== WHAT IS BEING ASKED ==
Would you please copy the part of the material below that opens with the line containing "Target: high-rise apartment building" and closes with the line containing "Target: skyscraper"? Copy it exactly, and only it.

== RECORDS SHOWN ==
- Opening Delimiter -

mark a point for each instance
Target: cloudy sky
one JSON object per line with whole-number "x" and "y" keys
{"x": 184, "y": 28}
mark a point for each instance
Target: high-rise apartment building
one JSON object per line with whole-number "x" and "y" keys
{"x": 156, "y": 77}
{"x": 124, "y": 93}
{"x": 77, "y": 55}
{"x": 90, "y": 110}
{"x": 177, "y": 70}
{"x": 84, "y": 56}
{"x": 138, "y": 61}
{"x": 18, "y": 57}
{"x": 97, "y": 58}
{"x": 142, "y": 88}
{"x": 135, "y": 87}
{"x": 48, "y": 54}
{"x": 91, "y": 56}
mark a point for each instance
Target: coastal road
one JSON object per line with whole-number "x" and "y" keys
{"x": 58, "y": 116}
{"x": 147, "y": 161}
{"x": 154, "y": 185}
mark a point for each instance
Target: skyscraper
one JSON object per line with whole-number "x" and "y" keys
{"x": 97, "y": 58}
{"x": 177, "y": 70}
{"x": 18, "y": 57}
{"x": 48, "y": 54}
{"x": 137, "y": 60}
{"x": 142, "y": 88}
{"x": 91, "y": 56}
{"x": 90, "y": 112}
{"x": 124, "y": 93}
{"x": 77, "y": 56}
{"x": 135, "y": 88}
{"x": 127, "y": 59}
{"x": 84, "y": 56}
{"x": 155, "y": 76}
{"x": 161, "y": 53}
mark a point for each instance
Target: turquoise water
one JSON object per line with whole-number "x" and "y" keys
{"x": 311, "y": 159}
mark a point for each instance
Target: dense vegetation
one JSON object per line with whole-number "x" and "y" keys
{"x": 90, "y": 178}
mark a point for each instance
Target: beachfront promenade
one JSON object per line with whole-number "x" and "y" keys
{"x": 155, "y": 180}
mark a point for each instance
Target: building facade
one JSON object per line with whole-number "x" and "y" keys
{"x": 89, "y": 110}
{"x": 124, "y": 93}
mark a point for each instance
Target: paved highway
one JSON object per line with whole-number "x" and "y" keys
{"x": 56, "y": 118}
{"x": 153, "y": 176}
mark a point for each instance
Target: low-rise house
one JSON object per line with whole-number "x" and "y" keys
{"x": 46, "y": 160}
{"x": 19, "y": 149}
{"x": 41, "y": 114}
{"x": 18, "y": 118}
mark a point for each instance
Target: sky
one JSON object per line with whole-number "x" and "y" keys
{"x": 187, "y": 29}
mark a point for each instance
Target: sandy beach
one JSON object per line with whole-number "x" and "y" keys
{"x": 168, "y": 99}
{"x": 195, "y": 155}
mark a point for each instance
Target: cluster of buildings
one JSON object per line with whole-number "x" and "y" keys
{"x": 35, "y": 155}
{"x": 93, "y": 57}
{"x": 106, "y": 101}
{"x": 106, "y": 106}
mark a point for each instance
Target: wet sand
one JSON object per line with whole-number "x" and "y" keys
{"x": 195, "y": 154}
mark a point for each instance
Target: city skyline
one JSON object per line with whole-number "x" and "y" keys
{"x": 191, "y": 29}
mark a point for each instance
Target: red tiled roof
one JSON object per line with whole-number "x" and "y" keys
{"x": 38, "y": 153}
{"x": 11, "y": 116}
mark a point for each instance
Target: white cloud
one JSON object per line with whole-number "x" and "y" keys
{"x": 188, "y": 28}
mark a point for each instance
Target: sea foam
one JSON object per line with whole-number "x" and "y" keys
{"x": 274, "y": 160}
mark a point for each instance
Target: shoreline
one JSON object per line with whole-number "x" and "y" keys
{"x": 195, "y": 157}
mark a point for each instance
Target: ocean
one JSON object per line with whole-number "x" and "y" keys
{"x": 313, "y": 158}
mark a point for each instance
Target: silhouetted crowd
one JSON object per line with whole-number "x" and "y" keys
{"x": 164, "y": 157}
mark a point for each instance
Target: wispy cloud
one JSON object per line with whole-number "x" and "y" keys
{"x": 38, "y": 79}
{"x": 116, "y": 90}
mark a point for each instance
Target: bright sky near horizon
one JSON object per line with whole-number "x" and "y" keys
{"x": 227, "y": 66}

- Closing Delimiter -

== SOLUTION TO THE PROBLEM ==
Target: high-rise apartment building
one JSON object per line with whole-number "x" and "y" keys
{"x": 156, "y": 77}
{"x": 124, "y": 93}
{"x": 77, "y": 55}
{"x": 90, "y": 110}
{"x": 177, "y": 70}
{"x": 84, "y": 56}
{"x": 138, "y": 61}
{"x": 18, "y": 57}
{"x": 97, "y": 58}
{"x": 142, "y": 88}
{"x": 135, "y": 87}
{"x": 48, "y": 54}
{"x": 91, "y": 56}
mark a point for each instance
Target: coastal road
one JSON object per line with whole-number "x" and "y" keys
{"x": 58, "y": 116}
{"x": 147, "y": 161}
{"x": 154, "y": 185}
mark a point for each instance
Target: skyscraper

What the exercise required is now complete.